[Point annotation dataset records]
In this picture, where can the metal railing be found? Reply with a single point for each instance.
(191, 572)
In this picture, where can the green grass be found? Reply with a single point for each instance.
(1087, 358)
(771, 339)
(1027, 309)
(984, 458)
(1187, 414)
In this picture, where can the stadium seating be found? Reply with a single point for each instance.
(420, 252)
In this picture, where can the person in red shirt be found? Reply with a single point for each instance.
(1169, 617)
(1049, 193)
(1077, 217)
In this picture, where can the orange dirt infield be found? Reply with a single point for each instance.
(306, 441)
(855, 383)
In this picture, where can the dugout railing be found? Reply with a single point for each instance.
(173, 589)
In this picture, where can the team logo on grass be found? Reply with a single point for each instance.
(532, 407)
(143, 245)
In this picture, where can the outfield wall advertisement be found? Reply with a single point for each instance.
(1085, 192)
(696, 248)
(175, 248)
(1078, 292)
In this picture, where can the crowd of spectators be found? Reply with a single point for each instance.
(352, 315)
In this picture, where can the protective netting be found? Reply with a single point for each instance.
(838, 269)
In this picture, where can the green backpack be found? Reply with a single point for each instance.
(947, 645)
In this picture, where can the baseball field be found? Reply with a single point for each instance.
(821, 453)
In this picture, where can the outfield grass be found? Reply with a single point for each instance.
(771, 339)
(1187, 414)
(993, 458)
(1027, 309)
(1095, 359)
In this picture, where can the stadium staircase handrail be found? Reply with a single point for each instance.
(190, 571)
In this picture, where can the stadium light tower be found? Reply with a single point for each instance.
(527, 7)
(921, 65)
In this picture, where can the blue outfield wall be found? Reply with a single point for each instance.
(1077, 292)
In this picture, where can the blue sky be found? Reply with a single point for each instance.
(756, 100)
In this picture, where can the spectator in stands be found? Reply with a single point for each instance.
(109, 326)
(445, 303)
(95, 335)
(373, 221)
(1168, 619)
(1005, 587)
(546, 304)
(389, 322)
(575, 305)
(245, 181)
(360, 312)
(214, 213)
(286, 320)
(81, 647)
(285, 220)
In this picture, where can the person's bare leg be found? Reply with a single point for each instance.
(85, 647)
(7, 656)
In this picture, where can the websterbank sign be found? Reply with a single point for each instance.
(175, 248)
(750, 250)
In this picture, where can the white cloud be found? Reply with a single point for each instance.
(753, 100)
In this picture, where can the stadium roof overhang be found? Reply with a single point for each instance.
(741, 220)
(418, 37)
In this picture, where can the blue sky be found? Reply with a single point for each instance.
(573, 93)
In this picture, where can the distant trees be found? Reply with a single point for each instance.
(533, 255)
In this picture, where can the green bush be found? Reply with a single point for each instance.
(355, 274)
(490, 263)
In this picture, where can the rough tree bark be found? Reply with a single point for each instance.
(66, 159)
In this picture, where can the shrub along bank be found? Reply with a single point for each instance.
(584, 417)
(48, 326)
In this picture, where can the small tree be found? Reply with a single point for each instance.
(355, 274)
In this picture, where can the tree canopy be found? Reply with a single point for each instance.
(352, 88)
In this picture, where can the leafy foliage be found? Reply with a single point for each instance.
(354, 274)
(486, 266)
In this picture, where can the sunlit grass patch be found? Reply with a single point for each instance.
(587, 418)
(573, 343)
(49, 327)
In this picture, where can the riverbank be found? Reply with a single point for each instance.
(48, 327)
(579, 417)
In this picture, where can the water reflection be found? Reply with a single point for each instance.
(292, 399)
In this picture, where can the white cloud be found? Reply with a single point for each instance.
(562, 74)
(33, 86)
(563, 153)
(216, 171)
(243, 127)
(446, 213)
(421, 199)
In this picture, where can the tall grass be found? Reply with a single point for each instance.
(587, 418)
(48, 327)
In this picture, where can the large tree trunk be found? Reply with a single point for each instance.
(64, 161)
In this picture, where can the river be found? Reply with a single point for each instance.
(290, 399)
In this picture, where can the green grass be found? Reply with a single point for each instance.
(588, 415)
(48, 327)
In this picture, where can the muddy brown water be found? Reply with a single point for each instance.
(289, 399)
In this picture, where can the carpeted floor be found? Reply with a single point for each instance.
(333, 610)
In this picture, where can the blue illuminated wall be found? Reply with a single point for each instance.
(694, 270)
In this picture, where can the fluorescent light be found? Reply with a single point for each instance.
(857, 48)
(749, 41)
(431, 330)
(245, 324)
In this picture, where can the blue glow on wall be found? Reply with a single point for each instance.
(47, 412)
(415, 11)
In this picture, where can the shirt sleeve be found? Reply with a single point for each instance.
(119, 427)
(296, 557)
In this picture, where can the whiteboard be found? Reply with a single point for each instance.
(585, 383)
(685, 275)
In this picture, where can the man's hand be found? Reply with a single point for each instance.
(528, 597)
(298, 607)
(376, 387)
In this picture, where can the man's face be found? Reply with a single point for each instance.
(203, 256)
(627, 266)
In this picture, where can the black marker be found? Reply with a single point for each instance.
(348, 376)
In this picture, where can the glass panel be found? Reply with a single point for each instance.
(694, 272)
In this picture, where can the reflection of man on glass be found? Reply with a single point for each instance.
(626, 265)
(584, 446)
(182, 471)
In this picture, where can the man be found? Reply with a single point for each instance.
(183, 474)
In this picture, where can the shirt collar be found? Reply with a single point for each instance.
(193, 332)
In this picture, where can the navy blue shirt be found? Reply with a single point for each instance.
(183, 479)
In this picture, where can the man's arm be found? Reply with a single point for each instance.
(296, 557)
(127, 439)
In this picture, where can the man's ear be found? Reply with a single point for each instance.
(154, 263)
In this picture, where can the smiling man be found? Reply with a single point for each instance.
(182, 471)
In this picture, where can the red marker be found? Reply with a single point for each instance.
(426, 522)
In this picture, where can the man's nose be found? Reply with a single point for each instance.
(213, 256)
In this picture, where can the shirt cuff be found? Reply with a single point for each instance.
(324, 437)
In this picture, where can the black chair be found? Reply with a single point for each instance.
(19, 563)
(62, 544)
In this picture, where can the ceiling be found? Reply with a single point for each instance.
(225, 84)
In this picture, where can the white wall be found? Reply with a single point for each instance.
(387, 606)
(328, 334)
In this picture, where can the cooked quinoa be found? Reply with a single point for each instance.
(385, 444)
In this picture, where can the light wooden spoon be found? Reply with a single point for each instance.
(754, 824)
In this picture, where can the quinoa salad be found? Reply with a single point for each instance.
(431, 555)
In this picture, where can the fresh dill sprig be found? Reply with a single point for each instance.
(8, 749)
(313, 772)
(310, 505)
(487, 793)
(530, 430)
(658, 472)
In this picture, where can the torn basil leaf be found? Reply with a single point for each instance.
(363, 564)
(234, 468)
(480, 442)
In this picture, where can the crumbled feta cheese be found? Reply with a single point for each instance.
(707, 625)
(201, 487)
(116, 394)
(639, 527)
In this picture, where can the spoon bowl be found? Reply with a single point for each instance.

* Instruction: Beginning at the line where "In this picture, where can the white wall" appears, extract each line through the end of the data above; keep them exact and include nothing else.

* Exercise answer:
In this picture, where can the white wall be found? Reply with a single point for each instance.
(387, 606)
(328, 334)
In this picture, where can the cooked quinoa be found? Reply with a single point for each instance.
(385, 444)
In this picture, where can the light wooden spoon be found? Reply with a single point for each instance.
(754, 824)
In this picture, where can the quinoa salad be found? Reply with a single point for each instance.
(431, 555)
In this picture, where can the fresh dill sprig be found? Reply with a single point for each instance.
(8, 749)
(313, 772)
(310, 505)
(487, 793)
(530, 430)
(658, 472)
In this picture, where can the torn basil leaf be found? Reply with a single point for each instance.
(363, 564)
(234, 468)
(480, 442)
In this picture, where can the crumbled feta cheese be found? Reply with a single point for each instance.
(707, 625)
(201, 487)
(116, 394)
(639, 527)
In this picture, where can the spoon bowl be found? Reply with a single point for each instance.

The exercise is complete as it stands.